Stated exercise 1 - In the post on Java string comparison, condense the paragraph beginning "As a comparison, C#'s" into a single shorter sentence that keeps its main facts.
Stated exercise 2 - Resume the post on Java string comparison after its closing question.

[START OF Text block]

Take the 2-minute tour ×
Programmers Stack Exchange is a question and answer site for professional programmers interested in conceptual questions about software development. It's 100% free, no registration required.

Every competent Java programmer knows that you need to use String.equals() to compare a string, rather than == because == checks for reference equality.

When I'm dealing with strings, most of the time I'm checking for value equality rather than reference equality. It seems to me that it would be more intuitive if the language allowed string values to be compared by just using ==.

As a comparison, C#'s == operator checks for value equality for strings. And if you really needed to check for reference equality, you can use String.ReferenceEquals.

Another important point is that Strings are immutable, so there is no harm to be done by allowing this feature.

Is there any particular reason why this isn't implemented in Java?

[END OF Text block]
[START OF Provided material]

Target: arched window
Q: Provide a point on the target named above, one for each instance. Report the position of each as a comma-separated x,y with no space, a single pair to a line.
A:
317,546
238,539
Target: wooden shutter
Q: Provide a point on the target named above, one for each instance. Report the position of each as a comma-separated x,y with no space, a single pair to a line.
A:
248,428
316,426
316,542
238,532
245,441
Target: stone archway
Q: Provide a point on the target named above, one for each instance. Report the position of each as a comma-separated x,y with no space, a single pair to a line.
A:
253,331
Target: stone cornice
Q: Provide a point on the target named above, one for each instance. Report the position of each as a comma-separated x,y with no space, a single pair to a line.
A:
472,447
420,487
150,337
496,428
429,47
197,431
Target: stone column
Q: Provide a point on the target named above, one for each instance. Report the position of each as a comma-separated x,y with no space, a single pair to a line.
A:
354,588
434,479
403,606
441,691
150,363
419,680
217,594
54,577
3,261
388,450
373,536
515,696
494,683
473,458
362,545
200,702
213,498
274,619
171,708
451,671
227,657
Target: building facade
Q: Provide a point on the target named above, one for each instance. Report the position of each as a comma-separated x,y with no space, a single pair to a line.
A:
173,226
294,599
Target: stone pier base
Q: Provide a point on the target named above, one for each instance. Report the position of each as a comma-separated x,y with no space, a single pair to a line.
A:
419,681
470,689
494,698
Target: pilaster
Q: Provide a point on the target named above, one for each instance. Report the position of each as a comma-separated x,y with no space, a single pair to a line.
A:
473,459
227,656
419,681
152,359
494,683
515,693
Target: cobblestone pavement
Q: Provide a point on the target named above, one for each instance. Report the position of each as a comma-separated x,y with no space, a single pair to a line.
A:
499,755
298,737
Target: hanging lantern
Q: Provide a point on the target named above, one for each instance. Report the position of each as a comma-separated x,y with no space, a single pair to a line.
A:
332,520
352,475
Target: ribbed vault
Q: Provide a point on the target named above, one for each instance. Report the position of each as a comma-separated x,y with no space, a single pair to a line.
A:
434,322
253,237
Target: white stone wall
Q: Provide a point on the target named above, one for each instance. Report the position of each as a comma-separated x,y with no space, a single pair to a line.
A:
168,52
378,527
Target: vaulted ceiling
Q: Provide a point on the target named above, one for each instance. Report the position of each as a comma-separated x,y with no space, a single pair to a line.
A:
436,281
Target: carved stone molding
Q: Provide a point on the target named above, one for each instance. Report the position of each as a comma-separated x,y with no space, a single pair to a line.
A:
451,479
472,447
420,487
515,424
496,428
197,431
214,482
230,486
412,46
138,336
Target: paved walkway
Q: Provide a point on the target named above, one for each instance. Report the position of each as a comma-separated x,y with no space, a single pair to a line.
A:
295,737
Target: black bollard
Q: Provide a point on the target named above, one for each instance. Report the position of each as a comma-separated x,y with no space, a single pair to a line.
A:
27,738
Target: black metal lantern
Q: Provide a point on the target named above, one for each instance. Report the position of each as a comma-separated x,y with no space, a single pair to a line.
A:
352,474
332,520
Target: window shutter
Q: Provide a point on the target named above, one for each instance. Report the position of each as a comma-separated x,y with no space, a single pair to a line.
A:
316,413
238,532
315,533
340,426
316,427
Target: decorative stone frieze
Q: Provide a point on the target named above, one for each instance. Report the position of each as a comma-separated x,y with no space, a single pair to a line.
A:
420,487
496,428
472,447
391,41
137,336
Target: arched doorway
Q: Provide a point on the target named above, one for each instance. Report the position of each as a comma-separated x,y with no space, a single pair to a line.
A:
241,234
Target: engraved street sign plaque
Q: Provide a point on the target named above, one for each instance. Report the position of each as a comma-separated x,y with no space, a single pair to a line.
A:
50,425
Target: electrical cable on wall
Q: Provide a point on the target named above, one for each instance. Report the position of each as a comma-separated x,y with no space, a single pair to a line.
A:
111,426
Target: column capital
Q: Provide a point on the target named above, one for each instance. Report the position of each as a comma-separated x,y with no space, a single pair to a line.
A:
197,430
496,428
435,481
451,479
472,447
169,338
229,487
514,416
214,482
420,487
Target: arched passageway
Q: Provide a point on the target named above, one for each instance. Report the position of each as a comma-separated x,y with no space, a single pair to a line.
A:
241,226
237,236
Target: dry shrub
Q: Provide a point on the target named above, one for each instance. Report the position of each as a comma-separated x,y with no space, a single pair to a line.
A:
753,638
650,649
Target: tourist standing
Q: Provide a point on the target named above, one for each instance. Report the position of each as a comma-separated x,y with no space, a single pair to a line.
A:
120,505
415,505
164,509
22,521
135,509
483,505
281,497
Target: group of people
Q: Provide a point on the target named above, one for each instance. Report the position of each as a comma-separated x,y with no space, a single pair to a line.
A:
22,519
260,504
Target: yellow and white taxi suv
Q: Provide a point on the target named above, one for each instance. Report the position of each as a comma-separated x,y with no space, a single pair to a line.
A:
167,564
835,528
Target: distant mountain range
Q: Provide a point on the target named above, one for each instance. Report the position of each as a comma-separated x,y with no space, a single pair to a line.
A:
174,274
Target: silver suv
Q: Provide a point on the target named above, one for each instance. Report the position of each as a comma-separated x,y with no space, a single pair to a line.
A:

[END OF Provided material]

Reply 1 - In C#, the == operator compares strings by value, and String.ReferenceEquals is available when reference equality is needed.

Reply 2 -
share|improve this question
10  
You might want to look at Scala, where == is object equality and eq is reference equality (ofps.oreilly.com/titles/9780596155957/…). –  Giorgio Apr 2 '13 at 11:12
    
Just as a note, and this may not help you, but as far as I remember, you can compare string literals with an '==' –  Kgrover Apr 2 '13 at 16:07
8  
@Kgrover: you can, but that's just a convenient by-product of reference equality and how Java aggressively optimizes string matching literals into references to the same object. In other words, it works, but for the wrong reasons. –  tdammers Apr 2 '13 at 19:29
    
@tdammers Yep, I agree. It was just a point I was trying to make. –  Kgrover Apr 2 '13 at 20:13
    
IIRC, in C#, the == operator always maps to equals() method (when objects are involved) - probably because that's the more common case; Reference identity requires an explicit function call. –  aviv Apr 3 '13 at 2:55
show 3 more comments

6 Answers

up vote 71 down vote accepted

I guess it's just consistency, or "principle of least astonishment". String is an object, so it would be surprising if was treated differently than other objects.

At the time when Java came out (~1995), merely having something like String was total luxury to most programmers who were accustomed to representing strings as null-terminated arrays. String's behavior is now what it was back then, and that's good; subtly changing the behavior later on could have surprising, undesired effects in working programs.

As a side note, you could use String.intern() to get a canonical (interned) representation of the string, after which comparisons could be made with ==. Interning takes some time, but after that, comparisons will be really fast.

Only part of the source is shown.